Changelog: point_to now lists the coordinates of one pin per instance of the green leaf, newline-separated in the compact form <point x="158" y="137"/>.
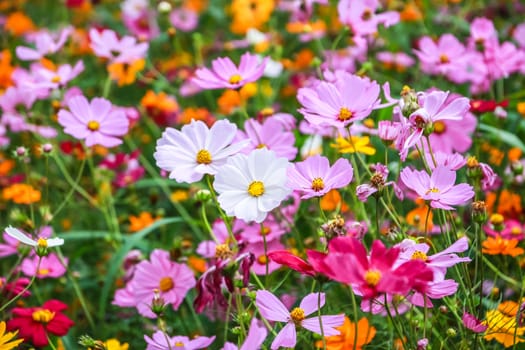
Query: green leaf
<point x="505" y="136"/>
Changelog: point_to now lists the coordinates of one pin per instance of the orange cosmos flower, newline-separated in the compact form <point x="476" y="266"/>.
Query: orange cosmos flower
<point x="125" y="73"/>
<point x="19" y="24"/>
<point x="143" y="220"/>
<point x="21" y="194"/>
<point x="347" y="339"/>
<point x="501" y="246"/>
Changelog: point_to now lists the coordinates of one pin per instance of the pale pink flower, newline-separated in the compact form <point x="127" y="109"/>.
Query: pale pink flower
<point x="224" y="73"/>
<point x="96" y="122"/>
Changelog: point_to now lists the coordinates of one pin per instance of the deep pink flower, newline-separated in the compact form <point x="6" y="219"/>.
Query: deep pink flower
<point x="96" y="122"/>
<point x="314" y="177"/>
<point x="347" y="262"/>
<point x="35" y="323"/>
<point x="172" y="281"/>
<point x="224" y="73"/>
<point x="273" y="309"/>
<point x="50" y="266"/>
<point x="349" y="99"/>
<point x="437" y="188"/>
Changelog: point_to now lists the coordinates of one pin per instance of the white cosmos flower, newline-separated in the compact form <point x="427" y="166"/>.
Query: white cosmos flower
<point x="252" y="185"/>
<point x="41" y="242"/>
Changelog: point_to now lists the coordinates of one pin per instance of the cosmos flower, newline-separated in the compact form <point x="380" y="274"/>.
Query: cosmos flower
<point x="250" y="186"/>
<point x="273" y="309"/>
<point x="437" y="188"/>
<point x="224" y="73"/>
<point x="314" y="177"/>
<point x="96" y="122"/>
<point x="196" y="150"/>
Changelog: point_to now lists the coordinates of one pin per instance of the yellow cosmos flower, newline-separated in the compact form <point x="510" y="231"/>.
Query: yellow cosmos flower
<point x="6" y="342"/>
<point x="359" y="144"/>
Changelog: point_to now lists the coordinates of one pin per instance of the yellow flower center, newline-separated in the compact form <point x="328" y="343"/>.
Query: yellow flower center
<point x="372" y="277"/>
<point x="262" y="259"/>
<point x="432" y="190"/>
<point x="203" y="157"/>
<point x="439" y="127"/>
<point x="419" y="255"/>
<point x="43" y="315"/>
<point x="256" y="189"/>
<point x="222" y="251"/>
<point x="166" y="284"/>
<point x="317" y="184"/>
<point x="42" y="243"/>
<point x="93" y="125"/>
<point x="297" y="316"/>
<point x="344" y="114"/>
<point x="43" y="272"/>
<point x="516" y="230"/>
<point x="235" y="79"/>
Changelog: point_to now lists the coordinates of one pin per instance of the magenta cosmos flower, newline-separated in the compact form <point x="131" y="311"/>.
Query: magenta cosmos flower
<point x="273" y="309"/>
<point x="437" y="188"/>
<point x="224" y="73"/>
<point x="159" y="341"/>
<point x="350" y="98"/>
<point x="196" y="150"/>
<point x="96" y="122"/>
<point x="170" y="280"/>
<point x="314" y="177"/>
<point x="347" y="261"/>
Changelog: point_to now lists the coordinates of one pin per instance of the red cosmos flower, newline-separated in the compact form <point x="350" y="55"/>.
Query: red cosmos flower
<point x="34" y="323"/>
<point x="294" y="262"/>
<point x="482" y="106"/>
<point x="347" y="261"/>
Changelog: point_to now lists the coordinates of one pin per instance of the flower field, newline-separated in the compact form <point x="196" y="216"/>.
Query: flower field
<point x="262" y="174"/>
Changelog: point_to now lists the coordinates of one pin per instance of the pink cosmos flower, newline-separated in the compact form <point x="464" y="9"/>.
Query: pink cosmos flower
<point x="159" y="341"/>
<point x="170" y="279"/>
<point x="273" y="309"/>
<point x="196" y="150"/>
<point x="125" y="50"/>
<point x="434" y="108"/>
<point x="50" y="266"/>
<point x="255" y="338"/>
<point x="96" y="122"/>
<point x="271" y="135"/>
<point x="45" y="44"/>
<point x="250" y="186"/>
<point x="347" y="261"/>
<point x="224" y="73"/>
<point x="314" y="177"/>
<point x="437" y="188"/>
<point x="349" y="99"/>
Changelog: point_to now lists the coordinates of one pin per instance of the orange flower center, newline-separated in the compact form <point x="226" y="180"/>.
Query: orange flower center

◇ ◇ ◇

§ **What is expected**: Write out every one of the records above word for word, leaving the pictures out.

§ **Response**:
Changelog: point_to now lists the coordinates of one pin per instance of the green leaf, newline-separated in the compact form <point x="158" y="137"/>.
Query: green leaf
<point x="505" y="136"/>
Changelog: point_to now lists the coordinates of one pin per instance of the orange cosmos flower, newline-separated in the compact form <point x="476" y="266"/>.
Query: orange cosmos flower
<point x="125" y="73"/>
<point x="19" y="24"/>
<point x="143" y="220"/>
<point x="21" y="194"/>
<point x="347" y="339"/>
<point x="501" y="246"/>
Changelog: point_to now lists the coordinates of one pin per instance of the pale pink flower, newline-separated in the compact form <point x="127" y="109"/>.
Query: pale pink flower
<point x="224" y="73"/>
<point x="96" y="122"/>
Changelog: point_to now lists the coordinates of one pin per instance of the deep pink flower, newline-separated in the compact form <point x="6" y="219"/>.
Query: deep pink flower
<point x="96" y="122"/>
<point x="314" y="177"/>
<point x="347" y="262"/>
<point x="35" y="323"/>
<point x="172" y="281"/>
<point x="224" y="73"/>
<point x="273" y="309"/>
<point x="50" y="266"/>
<point x="349" y="99"/>
<point x="437" y="188"/>
Changelog: point_to now lists the coordinates of one pin per instance of the white cosmos flower, newline-separated in the compact form <point x="427" y="166"/>.
Query: white cosmos flower
<point x="252" y="185"/>
<point x="41" y="242"/>
Changelog: point_to now lists the coordinates of one pin per instance of the cosmos flower, newline-separated in the compact form <point x="380" y="274"/>.
Query: cosmos flower
<point x="250" y="186"/>
<point x="273" y="309"/>
<point x="437" y="188"/>
<point x="224" y="73"/>
<point x="314" y="177"/>
<point x="96" y="122"/>
<point x="196" y="150"/>
Changelog: point_to now lists the coordinates of one pin per instance of the yellow cosmos flower, newline-separated in the compact form <point x="510" y="231"/>.
Query: yellow cosmos flower
<point x="6" y="342"/>
<point x="359" y="144"/>
Changelog: point_to now lists the coordinates of one pin per instance of the yellow flower center, newline-separated in the compact form <point x="328" y="343"/>.
Query: yellow flower center
<point x="372" y="277"/>
<point x="262" y="259"/>
<point x="432" y="190"/>
<point x="203" y="157"/>
<point x="439" y="127"/>
<point x="419" y="255"/>
<point x="43" y="315"/>
<point x="256" y="189"/>
<point x="222" y="251"/>
<point x="166" y="284"/>
<point x="317" y="184"/>
<point x="42" y="243"/>
<point x="93" y="125"/>
<point x="297" y="316"/>
<point x="344" y="114"/>
<point x="43" y="272"/>
<point x="516" y="230"/>
<point x="235" y="79"/>
Changelog: point_to now lists the coordinates of one pin per instance of the magenta cosmos flower, newline-separated in the compact form <point x="131" y="311"/>.
Query: magenta cosmos flower
<point x="273" y="309"/>
<point x="437" y="188"/>
<point x="224" y="73"/>
<point x="159" y="341"/>
<point x="350" y="98"/>
<point x="196" y="150"/>
<point x="96" y="122"/>
<point x="170" y="280"/>
<point x="314" y="177"/>
<point x="347" y="261"/>
Changelog: point_to now lists the coordinates of one pin per instance of the red cosmos flower, newline-separated in the compact form <point x="350" y="55"/>.
Query: red cosmos flower
<point x="34" y="323"/>
<point x="294" y="262"/>
<point x="482" y="106"/>
<point x="347" y="261"/>
Changelog: point_to now lists the coordinates of one pin per instance of the flower field, newline-separated in the compact form <point x="196" y="216"/>.
Query: flower field
<point x="262" y="174"/>
Changelog: point_to now lists the coordinates of one pin per instance of the pink cosmos flower, newline-separated in the compact form <point x="464" y="9"/>.
Query: pink cosmos flower
<point x="159" y="341"/>
<point x="170" y="279"/>
<point x="273" y="309"/>
<point x="196" y="150"/>
<point x="125" y="50"/>
<point x="434" y="108"/>
<point x="50" y="266"/>
<point x="255" y="338"/>
<point x="96" y="122"/>
<point x="271" y="135"/>
<point x="45" y="44"/>
<point x="250" y="186"/>
<point x="347" y="261"/>
<point x="224" y="73"/>
<point x="314" y="177"/>
<point x="437" y="188"/>
<point x="349" y="99"/>
Changelog: point_to now lists the coordinates of one pin per instance of the orange flower center, newline-separated in the compact form <point x="226" y="180"/>.
Query: orange flower center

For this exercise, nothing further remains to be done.